━━ Data for analysis

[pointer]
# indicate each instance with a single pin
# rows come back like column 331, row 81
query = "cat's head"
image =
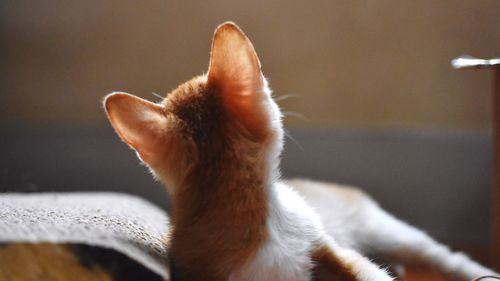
column 211, row 126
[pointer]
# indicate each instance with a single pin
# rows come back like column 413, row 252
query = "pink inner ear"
column 235, row 71
column 138, row 122
column 234, row 65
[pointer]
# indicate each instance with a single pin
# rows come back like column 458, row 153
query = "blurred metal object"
column 465, row 62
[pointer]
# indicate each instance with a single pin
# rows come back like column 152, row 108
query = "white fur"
column 355, row 221
column 348, row 221
column 295, row 229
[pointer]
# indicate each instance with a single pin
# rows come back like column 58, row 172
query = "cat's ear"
column 139, row 123
column 235, row 72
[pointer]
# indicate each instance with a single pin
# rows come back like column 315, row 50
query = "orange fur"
column 45, row 261
column 208, row 143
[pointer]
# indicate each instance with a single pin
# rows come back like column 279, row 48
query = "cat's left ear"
column 235, row 72
column 139, row 123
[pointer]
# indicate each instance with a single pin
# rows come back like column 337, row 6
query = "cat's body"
column 215, row 142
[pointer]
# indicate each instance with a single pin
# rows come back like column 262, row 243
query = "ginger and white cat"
column 215, row 142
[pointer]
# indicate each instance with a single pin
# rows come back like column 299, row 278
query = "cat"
column 215, row 142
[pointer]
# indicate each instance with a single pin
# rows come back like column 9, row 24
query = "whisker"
column 287, row 134
column 294, row 114
column 284, row 97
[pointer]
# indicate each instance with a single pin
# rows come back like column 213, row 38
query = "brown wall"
column 363, row 64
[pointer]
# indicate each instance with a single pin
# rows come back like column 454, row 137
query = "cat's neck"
column 219, row 222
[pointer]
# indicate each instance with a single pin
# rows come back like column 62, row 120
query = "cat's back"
column 343, row 209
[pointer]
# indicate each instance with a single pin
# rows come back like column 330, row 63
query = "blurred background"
column 381, row 106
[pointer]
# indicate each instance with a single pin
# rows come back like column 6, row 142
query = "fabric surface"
column 124, row 223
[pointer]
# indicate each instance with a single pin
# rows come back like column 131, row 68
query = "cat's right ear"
column 139, row 123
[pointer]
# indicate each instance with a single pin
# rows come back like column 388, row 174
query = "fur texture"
column 215, row 142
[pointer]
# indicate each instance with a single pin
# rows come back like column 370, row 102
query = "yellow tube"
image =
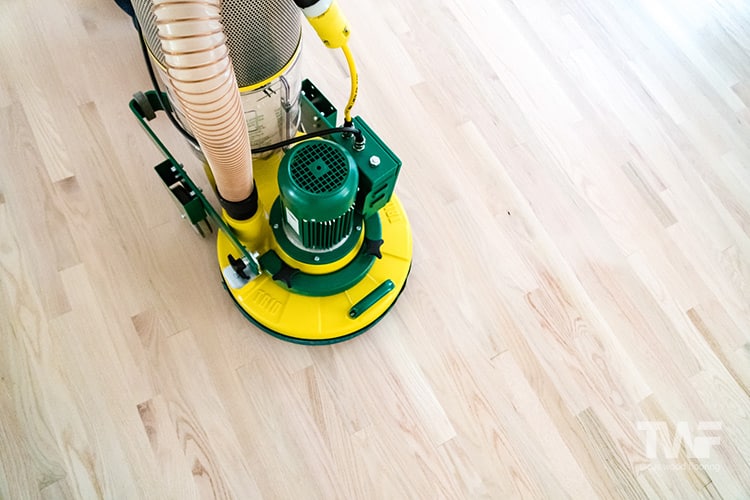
column 204, row 83
column 355, row 83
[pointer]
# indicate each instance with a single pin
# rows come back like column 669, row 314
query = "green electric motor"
column 318, row 181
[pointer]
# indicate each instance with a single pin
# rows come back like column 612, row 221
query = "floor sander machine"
column 313, row 245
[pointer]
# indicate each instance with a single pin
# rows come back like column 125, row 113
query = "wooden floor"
column 577, row 173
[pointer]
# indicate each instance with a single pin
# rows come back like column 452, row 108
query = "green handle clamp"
column 371, row 299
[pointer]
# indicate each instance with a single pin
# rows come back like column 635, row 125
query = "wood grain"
column 576, row 175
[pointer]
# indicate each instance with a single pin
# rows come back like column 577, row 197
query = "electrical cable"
column 354, row 81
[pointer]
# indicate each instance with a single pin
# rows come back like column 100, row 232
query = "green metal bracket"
column 189, row 196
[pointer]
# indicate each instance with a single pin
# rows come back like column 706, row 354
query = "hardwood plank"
column 575, row 173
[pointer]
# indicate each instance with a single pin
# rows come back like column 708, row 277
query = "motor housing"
column 318, row 182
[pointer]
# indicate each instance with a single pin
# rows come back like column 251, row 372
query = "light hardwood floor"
column 577, row 173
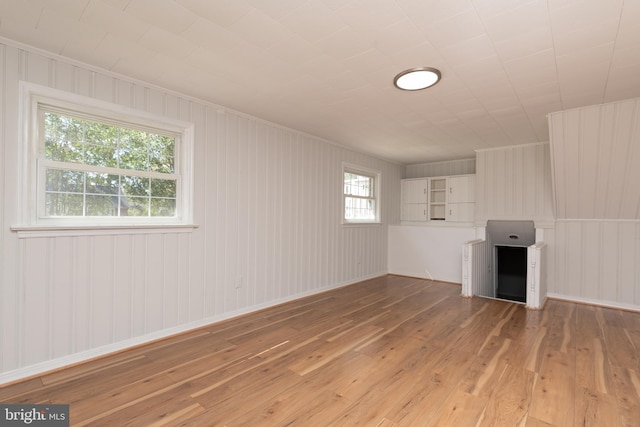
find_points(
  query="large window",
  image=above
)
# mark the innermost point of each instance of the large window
(95, 169)
(91, 165)
(360, 195)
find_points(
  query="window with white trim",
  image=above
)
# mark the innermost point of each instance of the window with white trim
(94, 164)
(361, 202)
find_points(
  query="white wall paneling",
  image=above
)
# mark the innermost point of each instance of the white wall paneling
(536, 275)
(599, 262)
(596, 158)
(267, 202)
(430, 252)
(514, 183)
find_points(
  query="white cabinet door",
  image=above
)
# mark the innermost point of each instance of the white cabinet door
(414, 191)
(460, 212)
(414, 212)
(461, 189)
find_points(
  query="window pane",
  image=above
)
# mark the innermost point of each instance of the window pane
(100, 155)
(163, 207)
(161, 157)
(358, 185)
(138, 206)
(356, 208)
(134, 153)
(63, 204)
(102, 183)
(99, 192)
(64, 181)
(98, 205)
(163, 188)
(63, 138)
(135, 186)
(100, 134)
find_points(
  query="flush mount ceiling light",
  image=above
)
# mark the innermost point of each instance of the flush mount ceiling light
(417, 78)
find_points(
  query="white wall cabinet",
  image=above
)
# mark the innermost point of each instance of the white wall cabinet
(460, 198)
(443, 198)
(414, 199)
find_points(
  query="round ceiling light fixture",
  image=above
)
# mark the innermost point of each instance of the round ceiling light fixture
(417, 78)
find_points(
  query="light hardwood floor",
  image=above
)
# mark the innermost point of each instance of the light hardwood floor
(392, 351)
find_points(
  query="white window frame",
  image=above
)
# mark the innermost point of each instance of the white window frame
(377, 185)
(31, 213)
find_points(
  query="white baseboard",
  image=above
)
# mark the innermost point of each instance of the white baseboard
(599, 303)
(84, 356)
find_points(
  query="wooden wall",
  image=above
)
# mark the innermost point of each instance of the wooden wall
(267, 202)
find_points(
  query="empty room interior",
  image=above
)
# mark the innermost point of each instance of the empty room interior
(320, 212)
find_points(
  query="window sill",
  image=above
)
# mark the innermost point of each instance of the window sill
(35, 231)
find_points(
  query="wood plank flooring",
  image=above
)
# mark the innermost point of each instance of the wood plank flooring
(392, 351)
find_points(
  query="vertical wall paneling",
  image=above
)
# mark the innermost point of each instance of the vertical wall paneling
(512, 183)
(597, 262)
(267, 202)
(596, 158)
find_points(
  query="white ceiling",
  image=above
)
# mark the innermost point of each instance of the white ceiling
(326, 67)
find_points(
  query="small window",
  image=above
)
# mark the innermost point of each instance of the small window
(360, 196)
(94, 166)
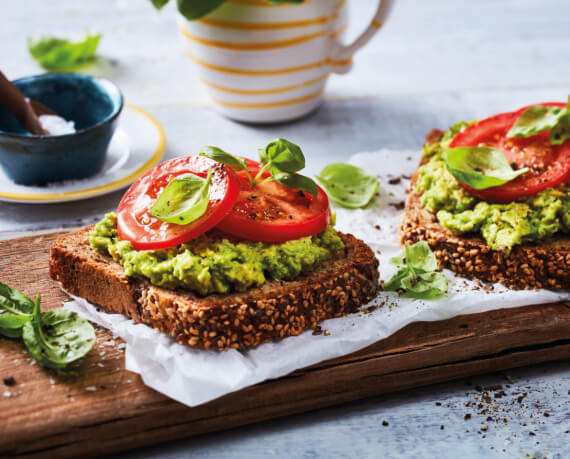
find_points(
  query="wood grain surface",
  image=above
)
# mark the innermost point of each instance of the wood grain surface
(103, 408)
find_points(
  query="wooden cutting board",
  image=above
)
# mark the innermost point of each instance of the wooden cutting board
(105, 409)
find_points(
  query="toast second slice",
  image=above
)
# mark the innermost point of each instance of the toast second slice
(528, 266)
(221, 321)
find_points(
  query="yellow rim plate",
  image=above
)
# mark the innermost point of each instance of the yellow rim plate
(138, 144)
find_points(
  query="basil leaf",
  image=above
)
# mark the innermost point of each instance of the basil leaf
(195, 9)
(420, 257)
(183, 200)
(219, 155)
(425, 286)
(417, 276)
(480, 167)
(284, 155)
(15, 310)
(57, 338)
(455, 129)
(348, 185)
(535, 119)
(159, 4)
(297, 182)
(58, 54)
(11, 332)
(561, 132)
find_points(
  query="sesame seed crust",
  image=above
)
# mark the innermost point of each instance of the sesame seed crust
(275, 310)
(528, 266)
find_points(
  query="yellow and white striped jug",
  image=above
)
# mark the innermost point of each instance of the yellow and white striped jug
(265, 63)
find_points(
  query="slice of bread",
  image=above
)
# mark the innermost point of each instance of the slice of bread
(529, 266)
(239, 320)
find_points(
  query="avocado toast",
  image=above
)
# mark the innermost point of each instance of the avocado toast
(260, 261)
(523, 243)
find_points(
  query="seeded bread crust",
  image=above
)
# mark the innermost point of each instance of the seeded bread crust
(545, 265)
(239, 320)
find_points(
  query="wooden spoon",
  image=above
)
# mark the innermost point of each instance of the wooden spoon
(24, 109)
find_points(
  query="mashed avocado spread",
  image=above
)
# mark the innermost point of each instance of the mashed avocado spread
(501, 225)
(207, 265)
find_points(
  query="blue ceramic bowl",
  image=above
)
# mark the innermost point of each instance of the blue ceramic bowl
(94, 104)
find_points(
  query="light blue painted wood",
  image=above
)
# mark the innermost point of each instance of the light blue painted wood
(434, 63)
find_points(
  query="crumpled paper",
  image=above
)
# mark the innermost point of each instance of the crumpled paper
(193, 376)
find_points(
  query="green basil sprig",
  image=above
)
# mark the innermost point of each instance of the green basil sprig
(15, 310)
(56, 54)
(195, 9)
(54, 338)
(480, 167)
(417, 275)
(57, 338)
(348, 185)
(184, 199)
(539, 118)
(281, 159)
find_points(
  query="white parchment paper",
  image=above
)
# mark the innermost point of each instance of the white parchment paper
(193, 376)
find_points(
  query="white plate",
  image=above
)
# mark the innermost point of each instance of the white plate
(136, 147)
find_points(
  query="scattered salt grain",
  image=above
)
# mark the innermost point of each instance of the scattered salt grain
(56, 125)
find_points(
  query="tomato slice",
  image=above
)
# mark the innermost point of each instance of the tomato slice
(549, 164)
(272, 213)
(135, 224)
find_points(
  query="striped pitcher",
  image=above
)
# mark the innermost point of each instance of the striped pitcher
(266, 63)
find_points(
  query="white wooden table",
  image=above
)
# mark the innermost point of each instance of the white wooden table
(435, 62)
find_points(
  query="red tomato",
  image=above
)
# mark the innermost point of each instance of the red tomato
(549, 164)
(272, 213)
(135, 224)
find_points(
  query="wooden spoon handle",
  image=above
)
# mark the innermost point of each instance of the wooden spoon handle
(19, 106)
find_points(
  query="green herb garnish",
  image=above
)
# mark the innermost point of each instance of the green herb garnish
(480, 167)
(348, 185)
(54, 338)
(195, 9)
(57, 54)
(281, 159)
(417, 275)
(539, 118)
(184, 199)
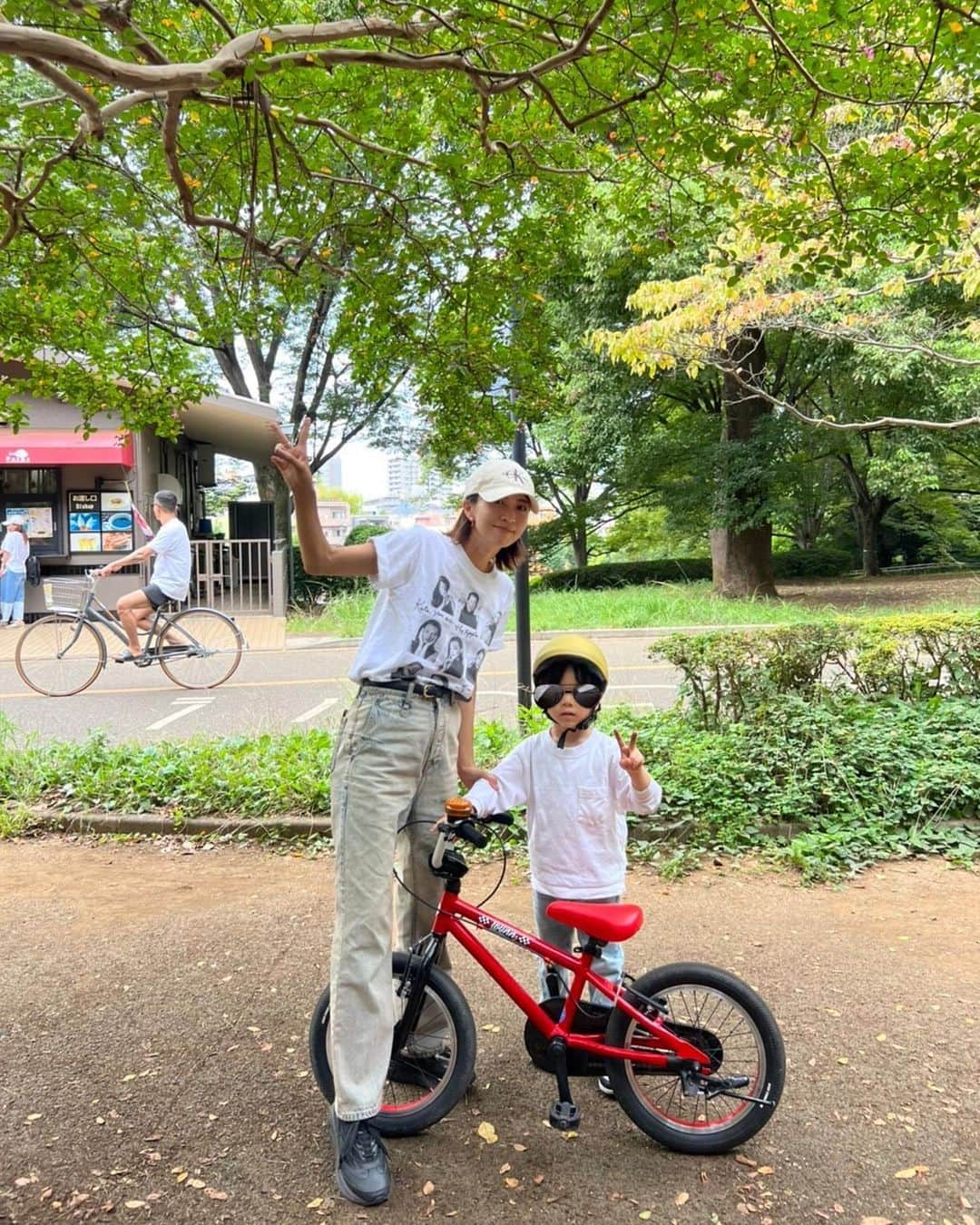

━━━━

Since only part of the listing is wanted, copy exactly the lines from the one holding "# rows come back like column 413, row 252" to the one holding "# rows come back like column 279, row 48", both included.

# rows come back like column 413, row 252
query = "pink inner ear"
column 235, row 71
column 138, row 122
column 234, row 65
[pointer]
# indicate each instance with a single pin
# rows come back like column 458, row 153
query = "blurred metal object"
column 465, row 62
[pointer]
# indicate each instance with a single pin
# rows come back like column 152, row 108
query = "white fur"
column 355, row 221
column 348, row 221
column 295, row 229
[pointer]
# indicate each instance with a single pin
# rows come back like column 58, row 172
query = "cat's ear"
column 139, row 123
column 235, row 72
[pointer]
# indicate each instance with a single pin
# rows come back like column 315, row 50
query = "orange fur"
column 45, row 261
column 208, row 143
[pointer]
# indicate each instance with a single pin
# rows come back like column 279, row 48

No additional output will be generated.